Problem description ▸
Please write out the material below exactly as given.

Extracted information ▸
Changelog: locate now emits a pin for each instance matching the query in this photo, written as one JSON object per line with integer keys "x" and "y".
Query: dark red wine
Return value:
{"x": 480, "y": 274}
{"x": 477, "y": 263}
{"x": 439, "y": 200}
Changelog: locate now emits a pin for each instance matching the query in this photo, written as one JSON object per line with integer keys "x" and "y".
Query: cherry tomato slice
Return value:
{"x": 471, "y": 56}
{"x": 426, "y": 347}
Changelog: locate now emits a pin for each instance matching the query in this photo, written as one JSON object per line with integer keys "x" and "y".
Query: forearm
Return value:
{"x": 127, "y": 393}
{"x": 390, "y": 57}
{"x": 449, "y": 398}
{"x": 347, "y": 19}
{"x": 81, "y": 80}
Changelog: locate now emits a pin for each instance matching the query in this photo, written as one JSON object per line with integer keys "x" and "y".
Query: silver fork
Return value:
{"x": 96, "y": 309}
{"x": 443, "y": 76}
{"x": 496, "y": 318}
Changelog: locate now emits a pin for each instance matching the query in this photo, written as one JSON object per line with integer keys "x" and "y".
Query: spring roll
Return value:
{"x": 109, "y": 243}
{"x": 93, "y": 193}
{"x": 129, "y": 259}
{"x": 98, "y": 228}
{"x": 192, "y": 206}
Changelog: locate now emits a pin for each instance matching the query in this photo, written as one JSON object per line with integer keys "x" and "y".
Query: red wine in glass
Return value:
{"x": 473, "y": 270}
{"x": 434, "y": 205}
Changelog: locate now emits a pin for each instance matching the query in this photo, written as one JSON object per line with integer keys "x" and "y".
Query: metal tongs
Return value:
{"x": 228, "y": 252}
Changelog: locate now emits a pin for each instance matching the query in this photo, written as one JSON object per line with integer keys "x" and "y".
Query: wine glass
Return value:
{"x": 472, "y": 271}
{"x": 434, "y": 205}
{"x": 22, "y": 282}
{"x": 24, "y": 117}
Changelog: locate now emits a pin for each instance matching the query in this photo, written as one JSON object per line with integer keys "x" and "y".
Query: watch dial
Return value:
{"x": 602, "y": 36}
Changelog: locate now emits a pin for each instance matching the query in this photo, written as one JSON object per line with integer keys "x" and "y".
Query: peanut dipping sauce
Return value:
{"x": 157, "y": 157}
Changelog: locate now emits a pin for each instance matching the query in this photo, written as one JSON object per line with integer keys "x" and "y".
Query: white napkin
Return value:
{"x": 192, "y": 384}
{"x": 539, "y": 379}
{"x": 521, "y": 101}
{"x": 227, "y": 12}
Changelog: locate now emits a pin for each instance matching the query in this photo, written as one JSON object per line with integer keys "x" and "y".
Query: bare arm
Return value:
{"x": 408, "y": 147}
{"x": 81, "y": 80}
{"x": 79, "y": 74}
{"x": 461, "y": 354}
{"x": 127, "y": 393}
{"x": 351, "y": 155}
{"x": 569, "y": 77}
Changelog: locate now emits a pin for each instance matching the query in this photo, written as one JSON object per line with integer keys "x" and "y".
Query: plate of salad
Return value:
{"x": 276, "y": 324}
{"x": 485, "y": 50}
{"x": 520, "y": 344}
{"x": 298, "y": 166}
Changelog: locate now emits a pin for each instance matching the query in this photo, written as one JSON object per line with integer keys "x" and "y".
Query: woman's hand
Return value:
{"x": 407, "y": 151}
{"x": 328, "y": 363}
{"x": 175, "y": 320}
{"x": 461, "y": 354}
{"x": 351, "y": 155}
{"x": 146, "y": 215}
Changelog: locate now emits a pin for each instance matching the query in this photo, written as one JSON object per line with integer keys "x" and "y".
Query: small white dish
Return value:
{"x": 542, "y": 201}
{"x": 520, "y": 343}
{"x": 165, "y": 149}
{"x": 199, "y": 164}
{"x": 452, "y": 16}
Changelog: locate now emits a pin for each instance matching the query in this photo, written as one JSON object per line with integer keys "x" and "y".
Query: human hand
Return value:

Complete answer ▸
Changelog: locate now emits a pin for each instance matching the query in this photo, written as one JSON object per line with integer keys "x" and "y".
Query: dark red wine
Return value:
{"x": 480, "y": 274}
{"x": 477, "y": 263}
{"x": 439, "y": 200}
Changelog: locate now emits a pin for each instance matching the query in this photo, written as one JSON object per line with integer keys "x" and "y".
Query: cherry tomato slice
Return value:
{"x": 471, "y": 56}
{"x": 426, "y": 347}
Changelog: locate now emits a pin for each instance matching the query in this photo, written as one JSON object per line with integer keys "x" and "y".
Query: forearm
Return value:
{"x": 127, "y": 393}
{"x": 390, "y": 57}
{"x": 449, "y": 398}
{"x": 347, "y": 19}
{"x": 81, "y": 80}
Changelog: locate now emits a pin for each instance matching the query in this photo, written as one JSON object per line with integer keys "x" and "y".
Query: silver fork
Return value:
{"x": 96, "y": 309}
{"x": 443, "y": 76}
{"x": 496, "y": 318}
Changelog: locate now emits a pin for each instance matching the query in this photo, written as one JSON object per line with integer keys "x" and "y".
Query: spring roll
Return value:
{"x": 109, "y": 243}
{"x": 93, "y": 193}
{"x": 129, "y": 259}
{"x": 98, "y": 228}
{"x": 192, "y": 206}
Changelog: locate now emits a pin for each instance matching the query in this photo, written as one JSON object per line with integer keys "x" and "y".
Query: red wine in glass
Return value:
{"x": 473, "y": 270}
{"x": 434, "y": 205}
Changelog: locate now emits a pin for each instance matching the query in this photo, written as one JSON object per line with integer keys "x" and "y".
Query: metal tongs
Return value:
{"x": 228, "y": 252}
Changelog: locate now emits a pin for each instance matching the query in this photo, written as one JSON object per line with integer keys "x" and "y".
Query: wine glass
Return value:
{"x": 472, "y": 271}
{"x": 434, "y": 205}
{"x": 22, "y": 282}
{"x": 24, "y": 117}
Changelog: locate now emits a pin for each instance matching the query in this photo, written as one JSON object per line with integer keys "x" and "y".
Query: watch dial
Return value:
{"x": 602, "y": 36}
Changelog: locate now emits a pin for each instance matching the query in this photo, written as one JSON object per line with integer keys "x" and "y".
Query: peanut dipping sauce
Return value:
{"x": 157, "y": 157}
Changelog: locate now emits a pin for each instance matching the query in this photo, written as one JSON object per line with integer keys "x" and "y".
Query: white napkin
Return value:
{"x": 192, "y": 384}
{"x": 539, "y": 379}
{"x": 521, "y": 101}
{"x": 227, "y": 12}
Changelog: locate now emits a pin for each instance matching the query in this photo, written as one JSON object per line with integer keys "x" and "y".
Query: bare arm
Return value:
{"x": 408, "y": 147}
{"x": 81, "y": 80}
{"x": 79, "y": 74}
{"x": 461, "y": 354}
{"x": 127, "y": 393}
{"x": 351, "y": 155}
{"x": 569, "y": 77}
Changelog: locate now emits a pin for each instance matching the query in this photo, written as one JSON object per line with integer keys "x" and "y".
Query: plate of salad
Return value:
{"x": 276, "y": 324}
{"x": 485, "y": 50}
{"x": 520, "y": 344}
{"x": 298, "y": 166}
Changelog: locate now emits a pin for each instance matching the query in this photo, written as one JSON object per line with integer keys "x" and "y".
Query: woman's hand
Return value:
{"x": 407, "y": 151}
{"x": 328, "y": 363}
{"x": 175, "y": 320}
{"x": 461, "y": 354}
{"x": 351, "y": 155}
{"x": 146, "y": 215}
Changelog: locate now emits a pin for each instance matching the query in this photo, written as one JSON object per line with integer keys "x" and "y".
Query: small white dish
Return value:
{"x": 542, "y": 201}
{"x": 520, "y": 343}
{"x": 165, "y": 149}
{"x": 199, "y": 164}
{"x": 452, "y": 16}
Changelog: locate now emits a pin for each instance matching the query in this photo, written as one JSON object per line with integer keys "x" and "y".
Query: human hand
Return value:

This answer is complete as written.